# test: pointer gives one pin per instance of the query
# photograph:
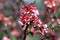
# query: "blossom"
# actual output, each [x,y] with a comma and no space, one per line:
[51,5]
[28,13]
[1,17]
[5,38]
[58,20]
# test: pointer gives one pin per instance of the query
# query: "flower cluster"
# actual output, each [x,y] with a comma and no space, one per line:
[29,14]
[51,5]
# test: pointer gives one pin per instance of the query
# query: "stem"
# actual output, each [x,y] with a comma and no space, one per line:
[24,38]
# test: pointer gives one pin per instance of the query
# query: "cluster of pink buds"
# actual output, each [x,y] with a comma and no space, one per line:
[28,13]
[6,38]
[51,5]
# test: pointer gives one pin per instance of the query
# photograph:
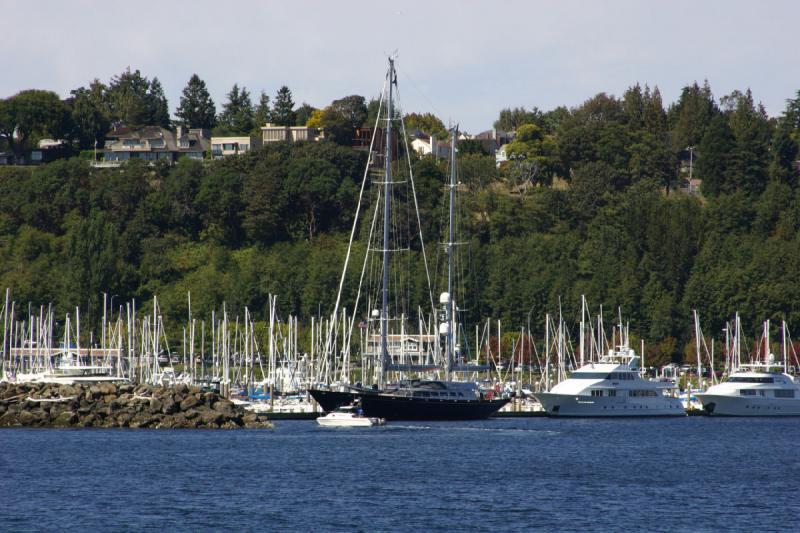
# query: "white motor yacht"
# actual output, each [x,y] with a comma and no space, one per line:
[611,387]
[349,416]
[756,389]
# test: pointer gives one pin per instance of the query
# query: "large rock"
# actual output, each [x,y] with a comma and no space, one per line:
[189,402]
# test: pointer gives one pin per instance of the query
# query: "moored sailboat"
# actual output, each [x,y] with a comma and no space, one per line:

● TASK STATEMENT
Your copy should match the listing exactly, apart from the pictures it leaves out.

● YOUR SOLUTION
# test: pointer gives one pin per instance of the query
# photograph:
# query: "blossom"
# actual output, each [x,y] with a comma and no space, one per line:
[51,5]
[28,13]
[1,17]
[5,38]
[58,20]
# test: pointer gives one pin per instance of the query
# query: "flower cluster"
# actual output, each [x,y] with a comma and no space, one per line:
[29,14]
[51,5]
# test: pointer gives one pin per instance of the query
# query: "stem"
# actual output, each [x,y] with a comma and no space, one per line:
[24,38]
# test: pointer gives one pin per instance of the query
# query: "cluster of pink buds"
# actual output, each [x,y] with a comma and no space, one per line:
[28,13]
[6,38]
[51,5]
# test: pointer gives one pin per instance of the query
# photograph:
# query: "white motor yacht"
# actual output, each [x,y] with a comma and no space, one per line:
[611,387]
[349,416]
[756,389]
# test: pointer gives one pin per instance of the query
# query: "large rock"
# actual output, each [x,y] with a comma and no space, one per line:
[189,402]
# test: pointer gives one pin per instance of the query
# query: "moored sailboat"
# actual output, each [x,y] with a comma and no space, one per line:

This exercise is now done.